Point-per-instance localization data:
-=-=-

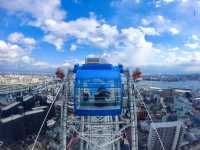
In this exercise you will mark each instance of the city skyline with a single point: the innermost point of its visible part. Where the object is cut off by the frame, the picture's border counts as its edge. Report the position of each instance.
(158, 36)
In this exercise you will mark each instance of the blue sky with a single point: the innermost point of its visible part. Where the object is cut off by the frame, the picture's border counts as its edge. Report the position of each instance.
(159, 36)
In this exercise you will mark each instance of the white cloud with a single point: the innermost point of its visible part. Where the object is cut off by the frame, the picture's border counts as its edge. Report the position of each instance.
(174, 30)
(19, 38)
(39, 10)
(73, 47)
(169, 1)
(55, 40)
(192, 45)
(11, 52)
(160, 24)
(149, 30)
(15, 54)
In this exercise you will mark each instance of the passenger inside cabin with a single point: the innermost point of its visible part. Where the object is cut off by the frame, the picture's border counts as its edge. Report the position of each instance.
(100, 97)
(85, 96)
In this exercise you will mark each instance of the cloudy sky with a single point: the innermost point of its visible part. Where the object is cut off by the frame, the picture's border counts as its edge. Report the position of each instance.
(159, 36)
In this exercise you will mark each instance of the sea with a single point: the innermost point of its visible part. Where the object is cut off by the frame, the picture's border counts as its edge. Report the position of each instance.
(193, 85)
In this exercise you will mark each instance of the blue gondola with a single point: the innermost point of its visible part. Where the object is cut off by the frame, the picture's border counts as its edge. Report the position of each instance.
(97, 90)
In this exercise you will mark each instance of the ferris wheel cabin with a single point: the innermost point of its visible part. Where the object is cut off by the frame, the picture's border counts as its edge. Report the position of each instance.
(97, 89)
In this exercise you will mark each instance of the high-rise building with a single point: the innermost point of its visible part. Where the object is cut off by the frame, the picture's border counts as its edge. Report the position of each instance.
(170, 134)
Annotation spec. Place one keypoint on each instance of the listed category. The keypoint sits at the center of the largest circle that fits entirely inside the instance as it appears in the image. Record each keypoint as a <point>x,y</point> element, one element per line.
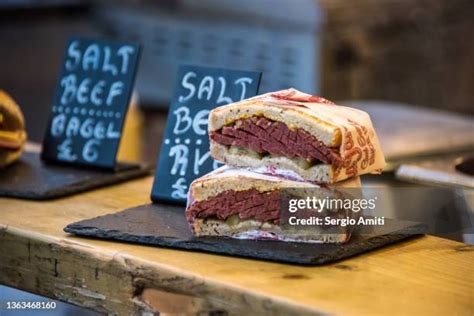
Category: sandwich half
<point>241,203</point>
<point>291,130</point>
<point>12,130</point>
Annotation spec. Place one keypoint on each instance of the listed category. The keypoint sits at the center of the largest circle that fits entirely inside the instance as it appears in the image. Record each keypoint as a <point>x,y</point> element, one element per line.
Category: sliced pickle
<point>236,150</point>
<point>233,220</point>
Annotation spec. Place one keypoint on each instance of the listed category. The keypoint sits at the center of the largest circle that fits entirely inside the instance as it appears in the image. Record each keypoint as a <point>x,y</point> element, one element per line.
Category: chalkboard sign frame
<point>109,159</point>
<point>163,181</point>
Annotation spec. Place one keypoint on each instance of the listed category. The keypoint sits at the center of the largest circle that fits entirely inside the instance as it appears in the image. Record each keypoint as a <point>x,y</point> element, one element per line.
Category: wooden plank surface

-=-=-

Each line of the data must be transcribed exactly; pictures are not carried over.

In this exercise you will mark each instance of the city skyline with a single point: the innermost point of its visible part. Where the object is cut off by the frame, the picture's border counts as its edge. Report the position of each instance.
(158, 36)
In this exercise you will mark each instance of the blue sky with a single point: the innermost point of its visible part. Where the object is cut off by the frame, the picture's border counts as its edge. Report the position of each instance.
(159, 36)
In this exercise you will mark each instance of the white cloud with a single point: the innermost point of its visible part. Where the object is cut off by the frame, the picture's border counts as its edge. Report the position of each instance.
(174, 30)
(19, 38)
(39, 10)
(73, 47)
(169, 1)
(55, 40)
(192, 45)
(11, 52)
(160, 24)
(149, 30)
(15, 54)
In this exercise you will mark each instance of the passenger inside cabin with a single point: the innermost point of its visible part. Where the object is cut off by the frame, the picture's border counts as its edge. Report the position of each instance.
(100, 97)
(85, 96)
In this exercise you will mark each instance of the cloudy sky with a single point: the innermost point of its visible part. Where the object is cut off by the frame, the picture's border counts as its edge. Report the position of each instance.
(159, 36)
In this exercise you will mark each instance of the sea with a single point: the innermost point of its visible part. Where the object is cut off by the frame, the picture's border counts as its edge. Report the position of each instance.
(193, 85)
In this exercise you will mark each instance of the blue gondola with a single point: the innermost point of its visible part. Where the object is cut off by the frame, the picture's border counts as its edge. Report the position of each instance.
(97, 90)
In this exercise you will mark each instance of the ferris wheel cabin with a single point: the innermost point of its visible part. Where the object is cut off by the frame, the picture's border counts as its edge. Report the position of each instance.
(97, 89)
In this exercise you will mark each instance of the high-rise building with a single point: the innermost point of its visible part. Where the object is cut off by the frame, the picture's border counts as its edge. Report the position of each instance.
(170, 134)
Annotation spec. Place one keypoint on each instance of the listed category. The keypoint sits at the center of the largest circle that fits entirely inside the instance as it appears in the image. Record each keypoint as a <point>x,y</point> element, one element per line.
Category: sandwich half
<point>241,203</point>
<point>291,130</point>
<point>12,130</point>
Annotation spec. Place one keypoint on each instance of the listed category. The keypoint sits at the center of the largest circle that fits entirely inside the instance as it appears in the image. Record each keypoint as a <point>x,y</point> element, one element per line.
Category: sliced pickle
<point>236,150</point>
<point>233,220</point>
Annotation spec. Place one keypoint on each instance of the listed category. The keypoint sits at the center of the largest circle that fits entirely inside the instance as it appears in the image. Record each keypoint as a <point>x,y</point> element, one element per line.
Category: chalkboard sign frame
<point>109,159</point>
<point>163,181</point>
Annotation spec. Place one keypoint on each instance of the listed category. The keypoint sits at the center of the largest circle that fits entirely inside the instance as it appears in the image. Record each keypoint as a <point>x,y</point> element, one element per line.
Category: wooden plank surface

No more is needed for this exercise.